*Aim:* Write out the complete material exactly as it stands.

(Source records)
----------------------------------------

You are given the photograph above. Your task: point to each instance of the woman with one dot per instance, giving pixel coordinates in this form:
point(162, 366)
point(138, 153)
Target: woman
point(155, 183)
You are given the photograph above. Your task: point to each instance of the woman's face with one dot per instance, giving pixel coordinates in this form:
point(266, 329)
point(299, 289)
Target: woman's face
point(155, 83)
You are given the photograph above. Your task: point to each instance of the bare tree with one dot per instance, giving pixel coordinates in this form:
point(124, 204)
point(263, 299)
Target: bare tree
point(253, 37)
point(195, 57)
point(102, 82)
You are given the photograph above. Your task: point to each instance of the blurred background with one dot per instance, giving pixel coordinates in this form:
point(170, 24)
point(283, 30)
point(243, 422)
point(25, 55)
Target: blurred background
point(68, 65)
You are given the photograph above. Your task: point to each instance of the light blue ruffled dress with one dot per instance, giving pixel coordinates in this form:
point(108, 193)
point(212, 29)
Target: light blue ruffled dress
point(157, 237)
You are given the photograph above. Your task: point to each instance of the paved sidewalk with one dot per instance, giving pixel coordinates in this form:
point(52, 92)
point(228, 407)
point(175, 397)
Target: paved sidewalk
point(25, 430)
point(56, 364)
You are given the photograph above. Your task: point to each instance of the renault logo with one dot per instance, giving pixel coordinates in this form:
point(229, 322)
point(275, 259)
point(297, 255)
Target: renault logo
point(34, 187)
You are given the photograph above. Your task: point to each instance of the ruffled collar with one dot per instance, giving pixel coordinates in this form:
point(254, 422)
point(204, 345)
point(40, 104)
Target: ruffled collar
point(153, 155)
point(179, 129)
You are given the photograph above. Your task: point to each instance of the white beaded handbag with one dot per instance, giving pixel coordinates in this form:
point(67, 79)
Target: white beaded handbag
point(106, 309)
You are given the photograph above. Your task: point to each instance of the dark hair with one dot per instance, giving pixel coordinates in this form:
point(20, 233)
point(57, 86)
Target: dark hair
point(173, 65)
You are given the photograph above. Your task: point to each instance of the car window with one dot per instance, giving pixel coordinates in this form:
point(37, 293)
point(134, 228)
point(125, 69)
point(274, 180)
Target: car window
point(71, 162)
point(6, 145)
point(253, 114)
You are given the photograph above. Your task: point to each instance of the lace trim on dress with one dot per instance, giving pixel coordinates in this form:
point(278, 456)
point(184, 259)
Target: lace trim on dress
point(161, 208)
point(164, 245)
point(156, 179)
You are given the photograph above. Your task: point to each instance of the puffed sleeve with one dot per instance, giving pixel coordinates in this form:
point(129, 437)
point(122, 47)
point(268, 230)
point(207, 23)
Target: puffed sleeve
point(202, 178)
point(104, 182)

----------------------------------------

*The output:*
You are given the photograph above. Your task: point to each instance of the woman with one dot per instance, giving pixel coordinates in this form:
point(162, 366)
point(138, 153)
Target: woman
point(155, 183)
You are given the photograph above. Your task: point to each instance of the woman's face with one dot per instance, giving pixel coordinates in this form:
point(266, 329)
point(299, 289)
Target: woman's face
point(155, 83)
You are given the photograph above. Your task: point to each instance of the bare tree with one dot per instance, giving pixel coordinates in this form:
point(124, 204)
point(263, 299)
Target: bare tree
point(253, 37)
point(195, 57)
point(102, 82)
You are given the photograph above. Your task: point to each instance of the blurred background with one dot per instance, giving pixel coordinates in this form:
point(170, 24)
point(283, 30)
point(243, 422)
point(25, 55)
Target: blurred background
point(68, 65)
You are given the photograph above. Your task: point to each instance of the light blue ruffled dress with one dot per instance, giving pixel coordinates in this form:
point(108, 193)
point(212, 29)
Target: light blue ruffled dress
point(157, 237)
You are given the photograph above. Your task: point to each instance of the paved sidewalk with one dot per instance, giving pixel coordinates in this form:
point(52, 92)
point(228, 407)
point(175, 397)
Target: paved sidewalk
point(25, 430)
point(56, 364)
You are given the photograph above. Your task: point to each instance of the renault logo with one dot per instance, giving pixel coordinates in this form:
point(229, 322)
point(275, 259)
point(297, 255)
Target: renault logo
point(34, 187)
You are given the photograph above. Your task: point to each instance of the ruffled collar with one dot per instance, giving pixel coordinates in this form:
point(254, 422)
point(204, 345)
point(40, 104)
Target: ruffled collar
point(153, 155)
point(179, 129)
You are given the photograph above. Your task: point to each instance of the white beaded handbag with one dot per instance, giving pixel coordinates in this form:
point(67, 79)
Target: white beaded handbag
point(106, 309)
You are given the photograph above. Your task: point to each instance of the dark hair with one dot per instance, giving pixel coordinates in this form:
point(20, 233)
point(57, 86)
Target: dark hair
point(173, 65)
You are given the photograph above. Your task: point to each instance of the car window with one dot per instance, giving pixel coordinates in this form:
point(37, 293)
point(134, 228)
point(125, 69)
point(274, 180)
Target: car window
point(71, 162)
point(6, 145)
point(253, 114)
You are given the photograph above. Your task: point to each instance of the lace trim on dress with one dot per instance, giving pixel coordinates in this form:
point(278, 456)
point(184, 259)
Target: lace trim on dress
point(161, 208)
point(164, 245)
point(156, 179)
You are given the photograph above. Your task: point to each instance of the puffed sleeve with one dot per instance, giving pixel coordinates in this form:
point(129, 437)
point(122, 47)
point(268, 230)
point(207, 23)
Target: puffed sleeve
point(202, 178)
point(104, 182)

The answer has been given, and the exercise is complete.